Part IV - Entertainment
All the movies were shown in the Cinema. They were mostly releases from about a year ago. We did not watch any movies in the Cinema.
The Celebrity Theatre is gorgeous, with comfortable seating and good sight lines. The tables however provide a very tight squeeze and result in a lot of broken drinking glasses when folks try to pass by. We found most of the shows to be entertaining. The Celebrity Singers and Dancers performed three shows. Only third show (Dance Around The World), and the acrobats appearing in the second show (Elements) was worth the price of admission (free). We have no complaints about the performances. We really disliked the poor costuming and sets, sluggish lighting, choice of musical numbers and the canned music. The shows suffer when the music isn't provided by a live Celebrity Orchestra which we have enjoyed during some other shows on other cruises. All of the guest entertainers were very good (singer Judy Kolba, comedian Jeff Nease, magician Bob Brizendine) to outstanding (singers Jack Walker and Lindsay Hamilton).
Large casino filled with slot machines, one Craps table, one roulette table, and a few poker and blackjack tables. While underutilized, the Craps table was constantly manned in the evenings. The casino was open while at sea. Closed while in ports. Very smoky. We gambled on the one night that the casino was designated as smoke free. Wished smoking was not allowed in any indoor common area.
Took a tour. We did not utilize the hydrotherapy pool. I did take advantage of a final day 50% off sale on a "hot rock" massage. While a great massage, I think my masseuse pretty much fell asleep during the final 15 minutes, and my massage came up a good 10 minutes short (even after including a short consultation and a 5-minute cooling down period at the end while they charged my card). I guess it makes sense to schedule spa work for earlier in the day when they have more energy.
E. Outdoor Pools and Hot tubs.
They were busy pretty much all day. We did not use either.
F. Celebrity Orchestra and Other Ship Bands
The Celebrity Orchestra was had a great sound most of the time, but they haven't yet gelled as a group. We experienced a number of sour notes and timing issues. All of the other entertainment is worth your while. Seek out Paulo Brasuca who performs popular, easy to sing-along, songs on his guitar. Charade Quartet plays beautiful string melodies, and Valerie Bouchard plays music and sings. Fusion (the ship's Caribbean band) and 5th Element (the ship's Party band) both liven up the ship.
As part of the Celebrity Enrichment Program, caricaturist Gene Mater was available twice a day, for a little over two hours each time, on most days of the cruise. While engaging you in conversation he drew caricatures of you and your significant other. There was no charge for his talents.

Problem. Which guest entertainers does the cruise entertainment review name, and what kind of performer is each one?

Referring expression data.
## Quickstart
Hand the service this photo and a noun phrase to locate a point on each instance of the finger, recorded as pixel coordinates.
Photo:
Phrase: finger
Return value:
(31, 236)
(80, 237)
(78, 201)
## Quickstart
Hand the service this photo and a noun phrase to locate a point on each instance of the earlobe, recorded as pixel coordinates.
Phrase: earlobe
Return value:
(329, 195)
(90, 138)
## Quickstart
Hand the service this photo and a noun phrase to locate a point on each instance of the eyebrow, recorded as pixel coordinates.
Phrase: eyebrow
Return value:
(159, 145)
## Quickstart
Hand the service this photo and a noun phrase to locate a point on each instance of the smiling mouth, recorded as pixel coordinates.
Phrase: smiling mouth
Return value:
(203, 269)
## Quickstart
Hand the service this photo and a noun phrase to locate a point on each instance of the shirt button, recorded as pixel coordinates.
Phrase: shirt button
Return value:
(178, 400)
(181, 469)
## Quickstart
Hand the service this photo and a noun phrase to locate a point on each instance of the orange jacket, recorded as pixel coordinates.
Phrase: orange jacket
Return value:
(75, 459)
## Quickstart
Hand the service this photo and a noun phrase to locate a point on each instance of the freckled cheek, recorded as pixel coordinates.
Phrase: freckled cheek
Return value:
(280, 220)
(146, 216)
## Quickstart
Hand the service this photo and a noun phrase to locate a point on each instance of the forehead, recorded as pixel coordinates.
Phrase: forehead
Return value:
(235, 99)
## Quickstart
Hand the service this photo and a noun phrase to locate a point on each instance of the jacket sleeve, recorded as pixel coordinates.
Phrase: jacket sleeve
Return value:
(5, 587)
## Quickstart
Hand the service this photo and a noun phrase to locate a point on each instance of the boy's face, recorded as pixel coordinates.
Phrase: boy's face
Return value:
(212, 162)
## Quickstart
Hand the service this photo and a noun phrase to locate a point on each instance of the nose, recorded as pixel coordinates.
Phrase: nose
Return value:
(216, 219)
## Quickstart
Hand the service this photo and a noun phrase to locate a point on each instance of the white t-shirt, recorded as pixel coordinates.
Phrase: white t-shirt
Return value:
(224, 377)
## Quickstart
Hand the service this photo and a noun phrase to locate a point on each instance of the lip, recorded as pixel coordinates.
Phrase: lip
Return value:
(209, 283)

Written answer. Judy Kolba (singer), Jeff Nease (comedian), Bob Brizendine (magician), Jack Walker (singer), Lindsay Hamilton (singer)